(Stored data entries)
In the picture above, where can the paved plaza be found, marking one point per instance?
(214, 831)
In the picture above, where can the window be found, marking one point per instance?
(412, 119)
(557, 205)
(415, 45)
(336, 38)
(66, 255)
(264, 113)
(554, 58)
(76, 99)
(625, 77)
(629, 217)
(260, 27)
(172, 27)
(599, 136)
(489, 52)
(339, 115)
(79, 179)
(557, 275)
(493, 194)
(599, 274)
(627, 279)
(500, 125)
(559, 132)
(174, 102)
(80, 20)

• YOUR GOAL: Every line from the one containing "In the picture above, where can the window" through the last line above should be retyped exactly; no other lines are wanted.

• EXPECTED OUTPUT:
In the picture above, where can the window be found, marking one point per instance?
(412, 119)
(557, 205)
(415, 45)
(336, 38)
(66, 255)
(264, 113)
(554, 58)
(76, 99)
(625, 77)
(629, 217)
(260, 27)
(172, 27)
(599, 136)
(489, 52)
(339, 115)
(79, 179)
(557, 275)
(493, 194)
(599, 274)
(627, 279)
(500, 125)
(559, 132)
(174, 102)
(80, 20)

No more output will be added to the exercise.